# Text excerpt
How has the incorporation of oral testimonies, literary works and broad field of
memory studies altered the trajectory in Partition studies?

The Partition of the Indian subcontinent in 1947 following the process of


decolonization and the level of political dramas involved in the making of two
separate and hostile nations of ‘India’ and ‘Pakistan’ ( and later East Pakistan or
Bangladesh), and the inseparable human costs as a result of this experiment of
‘identity making’ has few parallels in modern world history. Hindu, Sikh and Islam
suddenly became a national identifier, overnight certain people of a particular
religious affiliation were reduced to minority or worse an enemy of the newly
created ‘state’, which resulted in a mass exodus of millions of people across either
side of the border. This were hardly peaceful times and communally charged
groups freely took to the streets on murderous rampage- mercilessly killing,
raping and looting anyone professing the other religion. Women, children and
even the elderly were not spared, such was the degree of violence experienced in
individual levels. The cause for such an event of unfathomable degree of violence
remains a serious topic for the many scholars attempting on Partition study.
Partition Historiography immediately after the event tended to analyze more on
the political angle of the story, its sources were elitist and mega-narratives were
employed to understand the event.
Earlier the event was understood as a result of a ‘clash of civilization’, a deeply
rooted structural hostility between the Islamic system which provided little to no
room for incorporating any different civilizational experience. Similarly, the
colonial import of various Western post-Enlightenment ideas in the form of
liberalism, secularism, etc. or ‘modernity’ in the words of David Gilmartin played a
central position in recognizing religion as an agent of historical change.
Projections of “Hinduism” and “Islam” as distinct, internally coherent yet mutually
opposing systems in fact themselves had their origins, as many historians have
argued, in a vision of “religion” that has far less to do with the longer-term story of
Hindu-Muslim relations in India than with the structures of thought brought to
India by nineteenth-century European thinkers, which deeply shaped British
colonial (and ultimately much Indian) thinking, defining a particular understanding
of India’s distinctive religious history1. Mutual communal animosity between
Hindu, Sikh and Muslim has always been a recurring theme as causal explanation
when revisiting the partition question, elite politics of the time echoed with similar
colors. The catch phrase, “‘The League for partition’ and ‘the Congress for unity’”
in writings of Asim Roy( echoing Percival Spear) merely reflects the widely
agreed understanding that more or less favored archival sources on one side of the
border and largely neglecting Congress’ majoritarian policy and its dedication in
preserving the Hindu status quo.2 Nationalist historiography were quick to place
the blame on individual political leaders, their ideological and personal level
differences were projected as an acute causal explanation that eventually
precipitated partition. Dube, however by citing examples of Maulana Abul Kalam
Azad’s hitherto censored pages released only in 1988, and the works of Ayesha
Jalal which provides an alternative understanding of Jinnah’s mind, cautions us of
the very dynamic nature of partition as an event and the possibility of being
trapped within one particular narrative.

# Exercise instructions
1. Condense the paragraph of the Partition excerpt that begins "The Partition of the Indian subcontinent in 1947" into a bulleted list that keeps its main facts.
2. According to the Partition excerpt, are these statements true? Answer yes or no for each, quoting the words that decide it.
(a) Early Partition historiography relied on elitist sources.
(b) Maulana Abul Kalam Azad's censored pages were released in 1947.
(c) The excerpt attributes the term "modernity" to Asim Roy.
The data after this point is separate from the Partition excerpt.

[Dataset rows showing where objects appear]

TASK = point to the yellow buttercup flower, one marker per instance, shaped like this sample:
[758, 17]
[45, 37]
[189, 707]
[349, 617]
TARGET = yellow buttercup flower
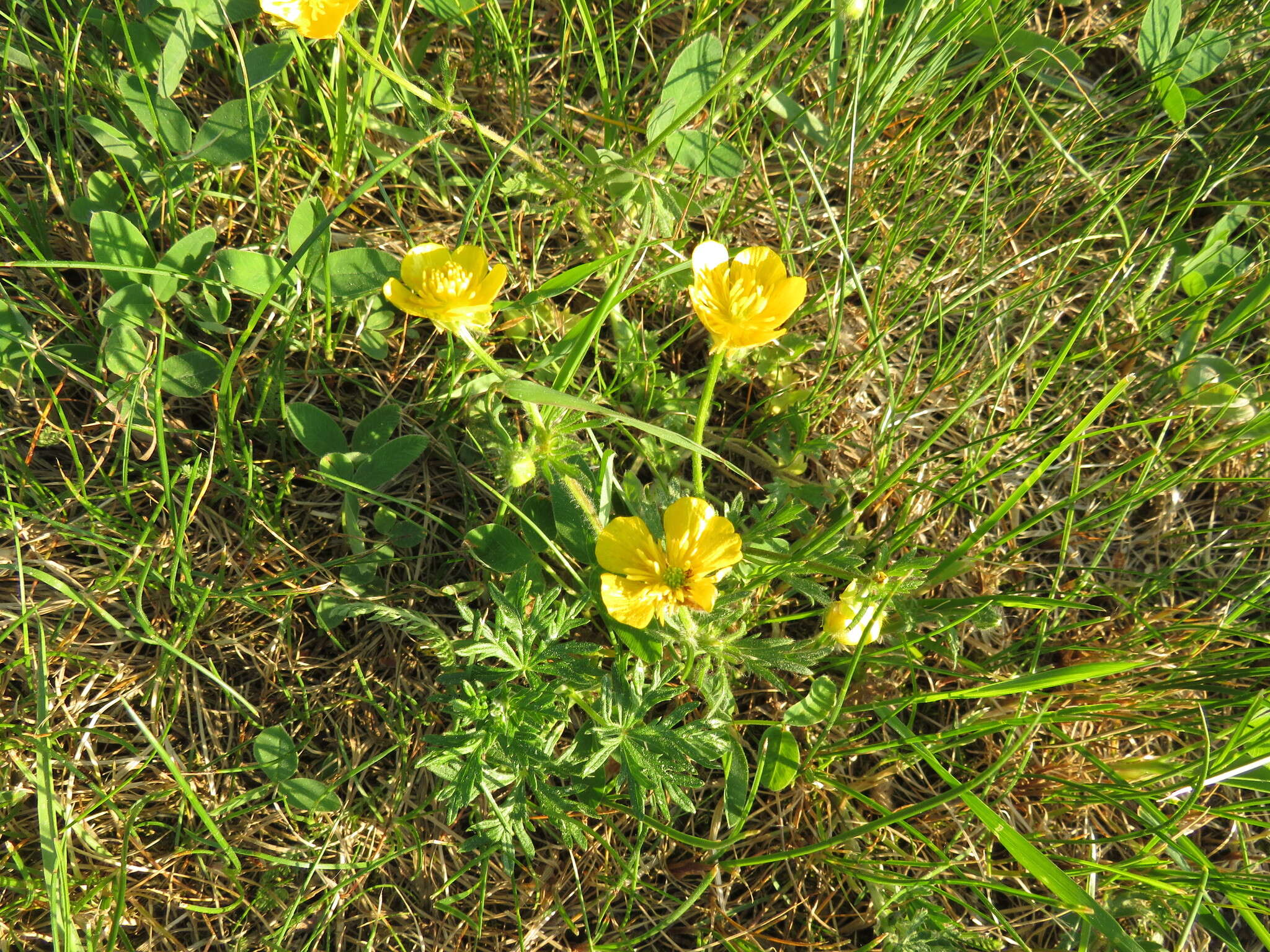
[744, 301]
[315, 19]
[455, 289]
[643, 576]
[854, 619]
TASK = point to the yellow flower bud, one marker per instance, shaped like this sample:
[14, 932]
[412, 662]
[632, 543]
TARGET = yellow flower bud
[521, 467]
[854, 620]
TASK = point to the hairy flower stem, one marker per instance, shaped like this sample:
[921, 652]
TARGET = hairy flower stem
[483, 356]
[703, 415]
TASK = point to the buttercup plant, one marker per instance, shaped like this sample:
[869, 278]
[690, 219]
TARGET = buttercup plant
[313, 19]
[644, 576]
[744, 302]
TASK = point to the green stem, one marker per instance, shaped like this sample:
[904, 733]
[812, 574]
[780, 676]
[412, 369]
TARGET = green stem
[703, 415]
[483, 356]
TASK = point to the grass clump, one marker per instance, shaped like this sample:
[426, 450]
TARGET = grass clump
[349, 603]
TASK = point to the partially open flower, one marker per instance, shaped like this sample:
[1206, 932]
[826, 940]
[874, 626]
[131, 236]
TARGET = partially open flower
[455, 289]
[315, 19]
[644, 576]
[854, 619]
[745, 301]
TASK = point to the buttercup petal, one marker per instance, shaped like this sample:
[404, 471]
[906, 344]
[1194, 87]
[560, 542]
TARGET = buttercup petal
[324, 19]
[768, 266]
[491, 284]
[419, 259]
[471, 259]
[402, 298]
[706, 257]
[718, 547]
[683, 521]
[786, 299]
[629, 602]
[626, 547]
[699, 540]
[288, 11]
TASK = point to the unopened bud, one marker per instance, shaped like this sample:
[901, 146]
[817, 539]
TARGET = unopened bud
[854, 620]
[521, 467]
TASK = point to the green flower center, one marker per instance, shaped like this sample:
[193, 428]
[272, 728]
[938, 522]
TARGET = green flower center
[675, 576]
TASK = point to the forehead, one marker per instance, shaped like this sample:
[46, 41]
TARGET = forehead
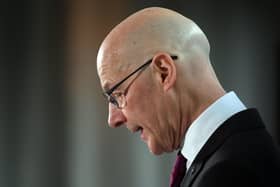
[110, 72]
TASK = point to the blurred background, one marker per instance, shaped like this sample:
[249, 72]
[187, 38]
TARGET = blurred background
[53, 118]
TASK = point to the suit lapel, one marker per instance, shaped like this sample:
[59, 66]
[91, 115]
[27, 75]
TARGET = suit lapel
[242, 121]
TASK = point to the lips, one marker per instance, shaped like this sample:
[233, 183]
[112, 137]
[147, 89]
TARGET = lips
[140, 130]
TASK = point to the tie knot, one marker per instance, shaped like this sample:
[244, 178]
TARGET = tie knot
[178, 171]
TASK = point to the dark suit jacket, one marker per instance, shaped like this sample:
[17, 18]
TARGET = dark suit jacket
[240, 153]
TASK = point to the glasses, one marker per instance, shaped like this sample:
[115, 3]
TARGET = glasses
[118, 99]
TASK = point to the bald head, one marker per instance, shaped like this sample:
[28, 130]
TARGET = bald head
[148, 31]
[179, 83]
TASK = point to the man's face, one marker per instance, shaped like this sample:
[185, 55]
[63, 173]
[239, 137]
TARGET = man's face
[143, 111]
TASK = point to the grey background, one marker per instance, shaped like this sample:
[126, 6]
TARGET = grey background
[53, 129]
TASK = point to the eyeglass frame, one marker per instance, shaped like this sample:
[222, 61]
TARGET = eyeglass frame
[108, 94]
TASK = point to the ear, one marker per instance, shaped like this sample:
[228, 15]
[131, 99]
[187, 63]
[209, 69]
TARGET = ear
[164, 69]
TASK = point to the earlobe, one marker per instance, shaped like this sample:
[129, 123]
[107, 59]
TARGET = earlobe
[165, 70]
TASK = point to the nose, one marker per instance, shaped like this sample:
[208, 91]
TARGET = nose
[116, 117]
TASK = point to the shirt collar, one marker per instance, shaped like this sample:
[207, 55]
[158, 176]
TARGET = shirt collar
[207, 122]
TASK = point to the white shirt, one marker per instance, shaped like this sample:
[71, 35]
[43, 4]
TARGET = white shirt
[207, 123]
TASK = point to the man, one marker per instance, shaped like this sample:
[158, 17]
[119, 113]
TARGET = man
[155, 71]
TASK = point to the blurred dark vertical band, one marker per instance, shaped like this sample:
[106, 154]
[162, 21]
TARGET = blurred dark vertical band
[32, 93]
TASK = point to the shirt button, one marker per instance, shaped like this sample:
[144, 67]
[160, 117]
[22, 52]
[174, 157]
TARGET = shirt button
[192, 170]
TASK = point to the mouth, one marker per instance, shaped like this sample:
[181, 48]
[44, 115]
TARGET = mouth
[140, 130]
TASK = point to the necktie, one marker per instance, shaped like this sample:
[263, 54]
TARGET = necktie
[178, 171]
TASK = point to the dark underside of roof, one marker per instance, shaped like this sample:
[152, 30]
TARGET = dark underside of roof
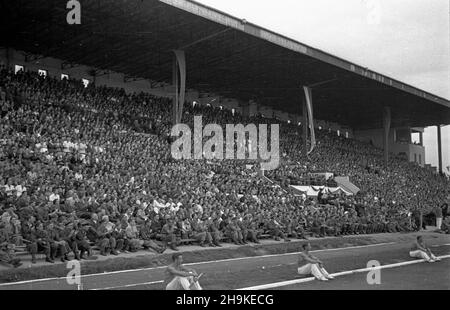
[136, 37]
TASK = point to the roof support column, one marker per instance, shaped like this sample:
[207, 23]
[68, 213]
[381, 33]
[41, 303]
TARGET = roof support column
[386, 127]
[305, 126]
[179, 83]
[439, 149]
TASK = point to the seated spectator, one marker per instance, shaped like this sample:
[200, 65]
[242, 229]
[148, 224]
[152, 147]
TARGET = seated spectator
[420, 250]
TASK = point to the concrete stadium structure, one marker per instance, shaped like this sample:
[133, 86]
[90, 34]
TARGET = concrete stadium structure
[229, 62]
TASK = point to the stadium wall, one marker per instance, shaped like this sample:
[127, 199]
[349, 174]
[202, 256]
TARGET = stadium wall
[56, 67]
[414, 153]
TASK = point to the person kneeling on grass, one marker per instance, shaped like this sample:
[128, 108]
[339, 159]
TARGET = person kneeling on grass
[313, 265]
[179, 277]
[420, 250]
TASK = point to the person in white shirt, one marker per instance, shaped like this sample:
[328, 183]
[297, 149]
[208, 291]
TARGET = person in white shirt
[420, 250]
[313, 265]
[179, 277]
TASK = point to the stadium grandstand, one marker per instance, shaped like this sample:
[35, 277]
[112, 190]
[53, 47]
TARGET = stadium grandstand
[87, 111]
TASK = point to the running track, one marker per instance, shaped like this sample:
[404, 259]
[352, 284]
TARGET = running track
[254, 271]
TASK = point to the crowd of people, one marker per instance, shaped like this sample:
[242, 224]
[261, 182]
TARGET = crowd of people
[85, 167]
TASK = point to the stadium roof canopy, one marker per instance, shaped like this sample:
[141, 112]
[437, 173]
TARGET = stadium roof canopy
[225, 55]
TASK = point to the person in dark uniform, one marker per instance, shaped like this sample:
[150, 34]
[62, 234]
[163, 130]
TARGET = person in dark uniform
[106, 242]
[213, 228]
[169, 236]
[40, 243]
[68, 234]
[7, 249]
[82, 241]
[57, 244]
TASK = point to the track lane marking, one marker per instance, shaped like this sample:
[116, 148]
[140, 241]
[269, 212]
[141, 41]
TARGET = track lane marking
[128, 285]
[193, 264]
[337, 274]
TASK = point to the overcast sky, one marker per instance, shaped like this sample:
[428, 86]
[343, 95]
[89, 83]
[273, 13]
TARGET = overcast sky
[406, 39]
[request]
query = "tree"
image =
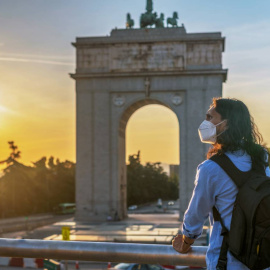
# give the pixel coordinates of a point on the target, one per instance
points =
(148, 183)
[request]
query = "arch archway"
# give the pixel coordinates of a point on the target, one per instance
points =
(125, 118)
(118, 74)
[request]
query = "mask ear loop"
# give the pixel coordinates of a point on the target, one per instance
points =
(224, 129)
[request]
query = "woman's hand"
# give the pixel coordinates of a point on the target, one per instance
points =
(182, 243)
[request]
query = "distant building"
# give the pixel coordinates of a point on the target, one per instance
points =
(174, 169)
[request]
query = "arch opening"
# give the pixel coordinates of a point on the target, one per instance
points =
(158, 129)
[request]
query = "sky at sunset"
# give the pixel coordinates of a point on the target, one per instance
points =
(37, 96)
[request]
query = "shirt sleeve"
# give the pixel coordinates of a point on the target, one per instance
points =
(200, 205)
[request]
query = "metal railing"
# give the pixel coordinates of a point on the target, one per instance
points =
(101, 252)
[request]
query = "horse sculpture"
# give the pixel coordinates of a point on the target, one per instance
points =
(130, 22)
(159, 22)
(148, 19)
(173, 20)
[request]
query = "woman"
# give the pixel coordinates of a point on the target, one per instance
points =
(230, 129)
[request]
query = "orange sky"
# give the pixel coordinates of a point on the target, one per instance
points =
(37, 96)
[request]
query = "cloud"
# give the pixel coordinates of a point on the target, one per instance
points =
(38, 61)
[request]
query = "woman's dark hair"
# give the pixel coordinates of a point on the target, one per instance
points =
(241, 133)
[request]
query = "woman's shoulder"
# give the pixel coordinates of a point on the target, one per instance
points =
(208, 166)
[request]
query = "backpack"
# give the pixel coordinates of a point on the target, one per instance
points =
(249, 237)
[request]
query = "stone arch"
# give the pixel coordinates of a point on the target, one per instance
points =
(127, 113)
(117, 74)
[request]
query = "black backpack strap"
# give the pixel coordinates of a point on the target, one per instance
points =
(222, 260)
(233, 172)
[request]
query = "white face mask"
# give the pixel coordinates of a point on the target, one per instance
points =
(208, 132)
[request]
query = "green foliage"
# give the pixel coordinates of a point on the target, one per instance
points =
(148, 183)
(26, 190)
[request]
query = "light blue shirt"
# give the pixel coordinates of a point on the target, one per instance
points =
(213, 187)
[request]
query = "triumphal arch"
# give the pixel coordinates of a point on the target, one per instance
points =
(118, 74)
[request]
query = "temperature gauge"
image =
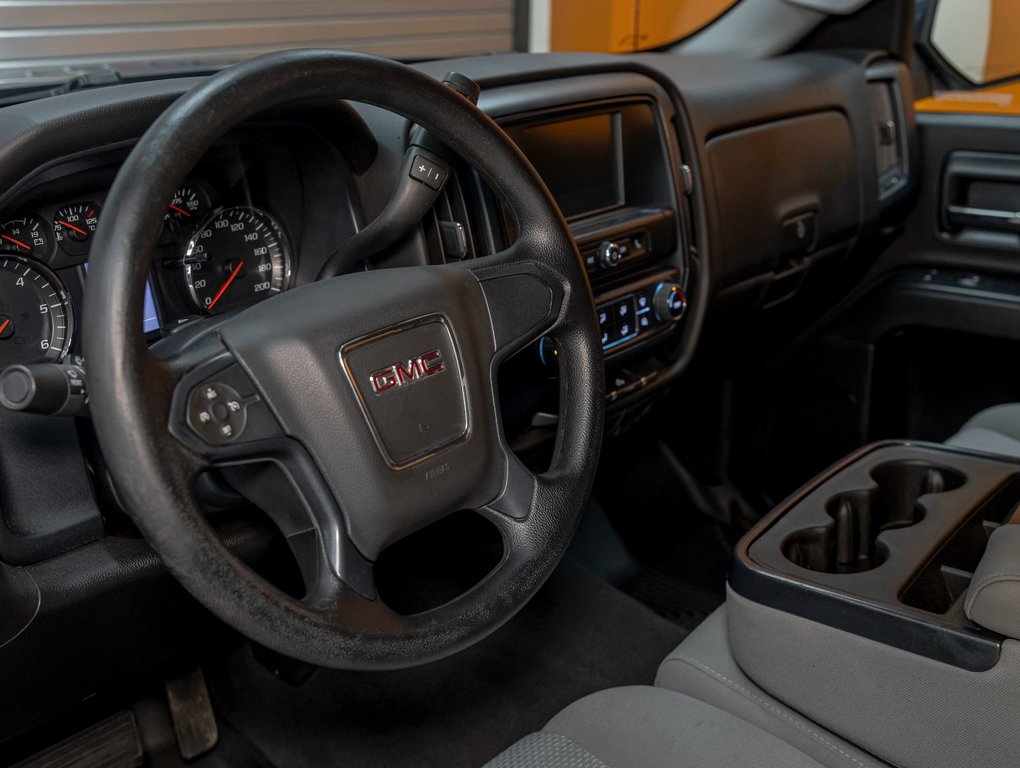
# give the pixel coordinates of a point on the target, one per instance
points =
(73, 226)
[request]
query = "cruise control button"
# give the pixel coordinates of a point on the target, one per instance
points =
(429, 173)
(216, 413)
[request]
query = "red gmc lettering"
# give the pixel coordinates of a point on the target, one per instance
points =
(400, 374)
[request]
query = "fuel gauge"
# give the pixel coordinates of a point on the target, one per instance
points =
(190, 204)
(27, 236)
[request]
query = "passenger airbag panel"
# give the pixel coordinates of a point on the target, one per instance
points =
(770, 177)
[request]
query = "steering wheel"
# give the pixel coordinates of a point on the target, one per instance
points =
(373, 394)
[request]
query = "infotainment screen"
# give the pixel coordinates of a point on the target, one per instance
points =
(579, 160)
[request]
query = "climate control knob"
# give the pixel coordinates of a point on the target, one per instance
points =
(668, 302)
(609, 254)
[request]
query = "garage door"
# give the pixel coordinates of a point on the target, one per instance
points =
(78, 32)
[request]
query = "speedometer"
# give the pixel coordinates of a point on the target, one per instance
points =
(237, 259)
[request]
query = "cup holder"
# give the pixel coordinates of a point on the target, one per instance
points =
(849, 542)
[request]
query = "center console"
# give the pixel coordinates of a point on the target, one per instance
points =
(613, 166)
(854, 604)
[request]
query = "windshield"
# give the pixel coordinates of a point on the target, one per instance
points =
(54, 40)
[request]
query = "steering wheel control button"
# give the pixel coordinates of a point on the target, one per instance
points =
(429, 173)
(408, 382)
(669, 302)
(216, 413)
(610, 254)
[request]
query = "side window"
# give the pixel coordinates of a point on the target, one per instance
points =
(623, 26)
(978, 39)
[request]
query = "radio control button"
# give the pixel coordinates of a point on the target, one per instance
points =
(669, 302)
(609, 254)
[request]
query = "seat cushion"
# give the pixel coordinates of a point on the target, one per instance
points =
(647, 727)
(703, 667)
(992, 430)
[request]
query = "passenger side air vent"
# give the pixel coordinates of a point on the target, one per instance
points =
(888, 136)
(458, 227)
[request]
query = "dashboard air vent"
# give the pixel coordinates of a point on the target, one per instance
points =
(887, 129)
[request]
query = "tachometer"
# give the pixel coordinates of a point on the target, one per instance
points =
(238, 258)
(35, 313)
(28, 236)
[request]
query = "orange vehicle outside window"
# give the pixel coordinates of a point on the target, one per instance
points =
(622, 26)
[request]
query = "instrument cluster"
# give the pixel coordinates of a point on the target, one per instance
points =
(215, 254)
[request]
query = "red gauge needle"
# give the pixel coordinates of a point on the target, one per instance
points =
(18, 243)
(226, 285)
(79, 229)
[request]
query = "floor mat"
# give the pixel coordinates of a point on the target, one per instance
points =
(689, 583)
(576, 636)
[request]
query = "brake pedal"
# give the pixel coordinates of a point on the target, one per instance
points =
(191, 711)
(113, 743)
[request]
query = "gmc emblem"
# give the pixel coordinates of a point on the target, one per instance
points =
(401, 374)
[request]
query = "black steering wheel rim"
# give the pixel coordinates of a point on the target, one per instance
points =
(132, 390)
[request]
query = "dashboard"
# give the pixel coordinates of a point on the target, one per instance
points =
(663, 166)
(230, 238)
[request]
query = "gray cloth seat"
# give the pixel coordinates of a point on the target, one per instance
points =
(647, 727)
(992, 430)
(703, 712)
(703, 666)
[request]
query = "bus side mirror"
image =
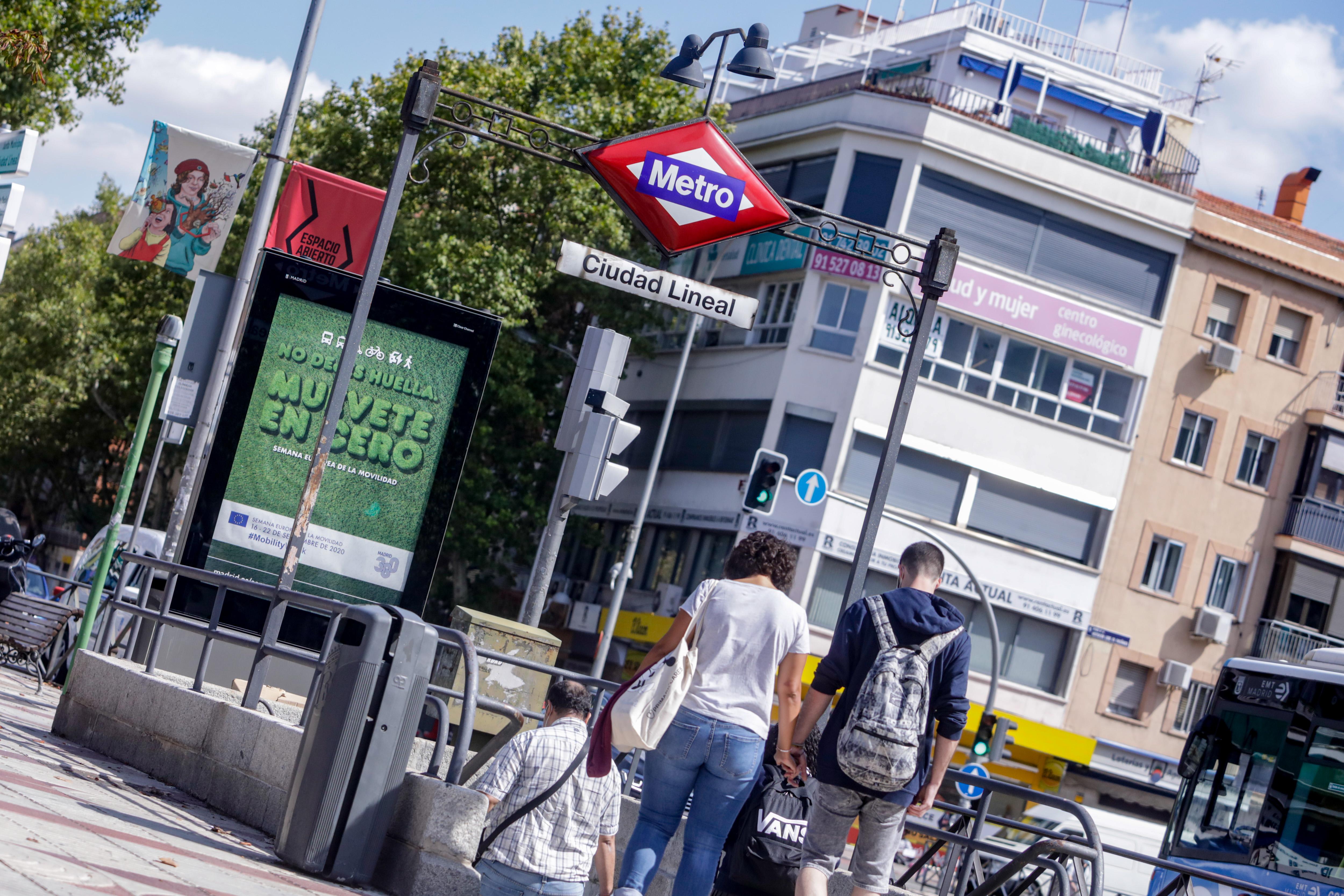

# In response
1.
- The 1947 Partition followed decolonization. Amid political drama, it created two separate, hostile nations, India and Pakistan (and later East Pakistan, or Bangladesh), at a human cost with few parallels in modern world history.
- Hindu, Sikh and Islam suddenly became national identifiers. Overnight, people of a particular religion were reduced to a minority or even treated as enemies of the new state.
- Millions of people fled across the border in both directions.
- Communally charged groups killed, raped and looted anyone of the other religion. Women, children and the elderly were not spared.
- The cause of this violence remains a serious topic for scholars of Partition.
- Partition historiography written soon after the event focused on the political angle, relied on elitist sources and used mega-narratives.

2.
(a) Yes: "its sources were elitist"
(b) No: "released only in 1988"
(c) No: "‘modernity’ in the words of David Gilmartin"